───── Exercise materials ─────

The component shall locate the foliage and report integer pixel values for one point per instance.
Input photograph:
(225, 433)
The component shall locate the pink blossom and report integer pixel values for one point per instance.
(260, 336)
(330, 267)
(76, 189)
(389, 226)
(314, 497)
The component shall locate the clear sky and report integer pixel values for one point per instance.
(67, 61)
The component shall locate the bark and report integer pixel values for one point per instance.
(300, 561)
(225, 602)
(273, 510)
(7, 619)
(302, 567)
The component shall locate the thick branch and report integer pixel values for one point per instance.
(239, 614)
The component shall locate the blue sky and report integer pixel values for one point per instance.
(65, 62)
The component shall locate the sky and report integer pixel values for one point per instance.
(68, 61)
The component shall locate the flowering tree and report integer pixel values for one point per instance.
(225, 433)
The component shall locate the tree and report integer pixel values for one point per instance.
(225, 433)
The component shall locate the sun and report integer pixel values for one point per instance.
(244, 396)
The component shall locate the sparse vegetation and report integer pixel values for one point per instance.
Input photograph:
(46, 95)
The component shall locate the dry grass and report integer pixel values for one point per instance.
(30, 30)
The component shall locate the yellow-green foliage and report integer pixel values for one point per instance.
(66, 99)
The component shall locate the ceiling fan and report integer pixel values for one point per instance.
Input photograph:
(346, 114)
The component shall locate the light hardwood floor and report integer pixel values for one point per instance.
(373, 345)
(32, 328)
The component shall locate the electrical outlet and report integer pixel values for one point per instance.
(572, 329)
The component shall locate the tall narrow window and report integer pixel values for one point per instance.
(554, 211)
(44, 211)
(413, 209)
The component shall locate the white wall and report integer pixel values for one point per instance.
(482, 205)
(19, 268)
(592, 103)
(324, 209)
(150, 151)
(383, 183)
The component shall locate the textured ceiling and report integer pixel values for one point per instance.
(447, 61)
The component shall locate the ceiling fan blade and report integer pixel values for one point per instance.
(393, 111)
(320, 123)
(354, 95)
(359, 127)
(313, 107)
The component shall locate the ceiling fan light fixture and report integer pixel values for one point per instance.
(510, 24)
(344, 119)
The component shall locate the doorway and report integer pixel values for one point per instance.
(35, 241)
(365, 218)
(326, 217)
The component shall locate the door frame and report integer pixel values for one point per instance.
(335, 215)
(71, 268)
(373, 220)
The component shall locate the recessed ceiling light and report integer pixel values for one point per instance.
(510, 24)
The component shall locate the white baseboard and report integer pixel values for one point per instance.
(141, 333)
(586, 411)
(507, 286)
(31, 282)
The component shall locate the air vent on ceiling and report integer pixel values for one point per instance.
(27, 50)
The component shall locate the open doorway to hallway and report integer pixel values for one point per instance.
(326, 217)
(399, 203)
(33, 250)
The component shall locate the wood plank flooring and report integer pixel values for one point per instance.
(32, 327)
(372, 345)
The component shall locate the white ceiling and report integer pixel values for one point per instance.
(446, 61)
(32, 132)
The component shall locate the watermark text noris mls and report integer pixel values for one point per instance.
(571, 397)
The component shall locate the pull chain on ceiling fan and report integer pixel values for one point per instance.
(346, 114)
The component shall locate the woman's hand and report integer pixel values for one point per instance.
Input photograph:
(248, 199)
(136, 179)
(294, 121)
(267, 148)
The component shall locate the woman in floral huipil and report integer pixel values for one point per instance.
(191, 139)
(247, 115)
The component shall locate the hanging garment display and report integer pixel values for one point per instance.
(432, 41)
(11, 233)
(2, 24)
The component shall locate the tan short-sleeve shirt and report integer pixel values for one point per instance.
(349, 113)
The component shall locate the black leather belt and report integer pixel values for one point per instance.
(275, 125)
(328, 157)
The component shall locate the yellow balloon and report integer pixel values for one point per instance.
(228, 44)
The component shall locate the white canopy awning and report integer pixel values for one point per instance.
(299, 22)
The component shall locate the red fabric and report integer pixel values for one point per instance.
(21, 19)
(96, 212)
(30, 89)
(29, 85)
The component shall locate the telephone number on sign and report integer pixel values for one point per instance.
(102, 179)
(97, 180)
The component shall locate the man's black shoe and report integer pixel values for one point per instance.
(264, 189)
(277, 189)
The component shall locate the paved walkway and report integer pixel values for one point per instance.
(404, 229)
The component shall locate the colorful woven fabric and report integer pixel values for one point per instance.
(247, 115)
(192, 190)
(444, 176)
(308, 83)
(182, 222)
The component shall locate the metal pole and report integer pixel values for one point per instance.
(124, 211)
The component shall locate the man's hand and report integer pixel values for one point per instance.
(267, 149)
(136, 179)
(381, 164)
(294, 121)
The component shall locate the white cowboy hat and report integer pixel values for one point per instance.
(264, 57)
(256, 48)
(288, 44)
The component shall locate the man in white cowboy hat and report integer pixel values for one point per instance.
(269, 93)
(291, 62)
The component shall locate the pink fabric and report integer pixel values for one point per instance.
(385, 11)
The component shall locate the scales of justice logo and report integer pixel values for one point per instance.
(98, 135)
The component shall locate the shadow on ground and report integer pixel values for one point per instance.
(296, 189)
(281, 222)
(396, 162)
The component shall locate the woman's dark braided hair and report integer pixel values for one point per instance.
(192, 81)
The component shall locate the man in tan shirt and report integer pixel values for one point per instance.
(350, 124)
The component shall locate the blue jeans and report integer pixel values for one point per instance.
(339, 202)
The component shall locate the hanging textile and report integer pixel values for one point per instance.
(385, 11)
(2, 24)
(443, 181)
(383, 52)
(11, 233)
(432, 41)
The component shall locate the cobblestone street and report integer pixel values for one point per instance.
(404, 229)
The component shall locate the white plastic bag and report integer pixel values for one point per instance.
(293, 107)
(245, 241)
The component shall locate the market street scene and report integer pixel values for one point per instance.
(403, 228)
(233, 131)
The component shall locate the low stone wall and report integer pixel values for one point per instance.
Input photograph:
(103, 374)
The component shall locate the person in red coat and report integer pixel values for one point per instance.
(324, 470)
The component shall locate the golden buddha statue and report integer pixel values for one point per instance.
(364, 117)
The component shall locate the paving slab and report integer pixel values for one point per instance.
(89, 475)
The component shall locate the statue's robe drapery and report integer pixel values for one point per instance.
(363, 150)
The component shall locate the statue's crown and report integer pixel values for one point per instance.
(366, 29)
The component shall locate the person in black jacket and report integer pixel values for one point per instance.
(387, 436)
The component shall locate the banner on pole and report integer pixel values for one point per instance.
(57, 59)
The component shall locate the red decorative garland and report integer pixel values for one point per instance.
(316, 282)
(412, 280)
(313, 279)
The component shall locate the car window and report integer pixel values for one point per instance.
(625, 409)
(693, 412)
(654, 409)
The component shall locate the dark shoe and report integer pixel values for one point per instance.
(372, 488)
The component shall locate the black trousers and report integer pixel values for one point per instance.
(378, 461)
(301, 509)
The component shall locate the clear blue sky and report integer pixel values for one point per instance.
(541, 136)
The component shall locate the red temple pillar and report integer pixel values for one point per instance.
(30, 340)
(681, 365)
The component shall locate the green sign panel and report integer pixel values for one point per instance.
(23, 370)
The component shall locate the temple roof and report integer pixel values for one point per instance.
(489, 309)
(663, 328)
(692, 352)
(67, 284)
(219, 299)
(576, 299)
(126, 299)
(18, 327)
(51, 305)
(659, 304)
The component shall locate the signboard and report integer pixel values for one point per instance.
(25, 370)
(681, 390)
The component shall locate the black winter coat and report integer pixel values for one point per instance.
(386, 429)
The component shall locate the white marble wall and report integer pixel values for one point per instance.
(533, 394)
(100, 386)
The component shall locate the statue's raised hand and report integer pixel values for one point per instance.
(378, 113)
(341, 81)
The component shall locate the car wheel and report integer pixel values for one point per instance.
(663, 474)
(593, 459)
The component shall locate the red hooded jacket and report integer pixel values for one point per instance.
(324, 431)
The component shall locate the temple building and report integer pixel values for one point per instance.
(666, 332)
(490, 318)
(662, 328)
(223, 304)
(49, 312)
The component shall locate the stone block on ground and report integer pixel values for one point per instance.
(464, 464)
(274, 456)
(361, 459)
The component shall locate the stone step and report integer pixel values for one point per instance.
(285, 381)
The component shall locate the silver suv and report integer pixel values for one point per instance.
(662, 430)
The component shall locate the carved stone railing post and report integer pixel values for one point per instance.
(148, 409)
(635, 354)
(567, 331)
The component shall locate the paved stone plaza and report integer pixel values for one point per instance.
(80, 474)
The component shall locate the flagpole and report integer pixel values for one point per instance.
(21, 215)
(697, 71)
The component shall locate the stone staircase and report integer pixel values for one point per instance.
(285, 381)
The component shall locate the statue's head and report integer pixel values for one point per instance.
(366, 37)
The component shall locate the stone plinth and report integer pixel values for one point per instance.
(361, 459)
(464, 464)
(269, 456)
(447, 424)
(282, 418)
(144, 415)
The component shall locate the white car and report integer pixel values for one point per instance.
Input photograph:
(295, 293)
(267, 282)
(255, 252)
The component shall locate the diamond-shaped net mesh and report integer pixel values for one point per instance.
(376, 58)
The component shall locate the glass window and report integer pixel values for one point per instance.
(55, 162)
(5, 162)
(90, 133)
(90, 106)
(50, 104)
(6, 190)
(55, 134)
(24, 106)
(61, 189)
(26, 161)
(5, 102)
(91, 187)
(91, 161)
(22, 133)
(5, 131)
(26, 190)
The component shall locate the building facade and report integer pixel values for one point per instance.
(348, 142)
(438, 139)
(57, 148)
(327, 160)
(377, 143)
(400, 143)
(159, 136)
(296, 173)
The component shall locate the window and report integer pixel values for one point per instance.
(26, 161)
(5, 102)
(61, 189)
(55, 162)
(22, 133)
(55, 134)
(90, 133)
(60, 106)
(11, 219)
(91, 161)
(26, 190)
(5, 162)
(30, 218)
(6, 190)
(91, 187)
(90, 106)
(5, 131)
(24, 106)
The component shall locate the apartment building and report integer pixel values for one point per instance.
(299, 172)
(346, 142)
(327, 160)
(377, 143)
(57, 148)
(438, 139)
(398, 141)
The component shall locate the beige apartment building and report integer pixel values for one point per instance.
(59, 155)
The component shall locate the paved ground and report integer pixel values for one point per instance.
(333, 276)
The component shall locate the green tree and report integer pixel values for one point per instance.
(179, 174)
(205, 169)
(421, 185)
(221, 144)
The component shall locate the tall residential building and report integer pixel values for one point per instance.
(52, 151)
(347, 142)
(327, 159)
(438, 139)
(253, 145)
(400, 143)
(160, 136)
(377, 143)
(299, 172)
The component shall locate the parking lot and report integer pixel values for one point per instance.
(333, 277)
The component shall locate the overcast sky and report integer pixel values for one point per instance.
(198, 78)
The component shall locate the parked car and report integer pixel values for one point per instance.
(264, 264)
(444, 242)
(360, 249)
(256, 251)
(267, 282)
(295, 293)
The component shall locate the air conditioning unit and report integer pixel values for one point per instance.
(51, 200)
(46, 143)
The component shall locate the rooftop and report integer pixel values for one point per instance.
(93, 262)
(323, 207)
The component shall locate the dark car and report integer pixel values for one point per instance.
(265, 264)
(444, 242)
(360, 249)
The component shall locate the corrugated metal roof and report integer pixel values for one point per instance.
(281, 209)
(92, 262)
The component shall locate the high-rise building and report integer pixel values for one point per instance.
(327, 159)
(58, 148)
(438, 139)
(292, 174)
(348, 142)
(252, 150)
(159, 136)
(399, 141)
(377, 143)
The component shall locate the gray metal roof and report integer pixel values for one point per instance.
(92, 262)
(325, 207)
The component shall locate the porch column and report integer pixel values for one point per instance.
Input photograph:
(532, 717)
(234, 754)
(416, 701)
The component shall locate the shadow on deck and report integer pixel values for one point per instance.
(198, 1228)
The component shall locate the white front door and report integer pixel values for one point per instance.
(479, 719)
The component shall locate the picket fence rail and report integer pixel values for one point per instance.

─────

▸ **Requirement**
Extract the closing run of lines, starting with the one containing "The component shall locate the parked" and ending at the last, exactly as written.

▸ **Response to this task**
The component shall locate the parked car and report integer pixel values for one point per instance.
(264, 264)
(444, 242)
(360, 249)
(256, 251)
(267, 282)
(295, 293)
The component shall locate the air conditioning unit and report integer pixel values for one point per instance.
(51, 200)
(46, 143)
The component shall locate the rooftop and report integer pixel values for one point per instance.
(93, 262)
(323, 207)
The component shall locate the dark car and report integer pixel values for one point per instance.
(265, 264)
(444, 242)
(360, 249)
The component shall locate the corrugated metal roof and report integer pixel values for one point per instance.
(281, 209)
(92, 262)
The component shall locate the high-rise building and report integer pixel values for one point per instance.
(327, 159)
(58, 148)
(438, 139)
(292, 174)
(348, 142)
(252, 150)
(159, 136)
(399, 141)
(377, 143)
The component shall locate the gray metal roof and report integer pixel values for one point per instance.
(92, 262)
(325, 207)
The component shall locate the porch column and report integer pixel values for one point per instance.
Input photograph:
(532, 717)
(234, 754)
(416, 701)
The component shall locate the shadow on deck and report integer pixel values for one point per instance.
(198, 1228)
The component shall locate the white front door and report integer pixel values for one point per instance.
(479, 719)
The component shall locate the picket fence rail and report integer pixel values for one point per instance.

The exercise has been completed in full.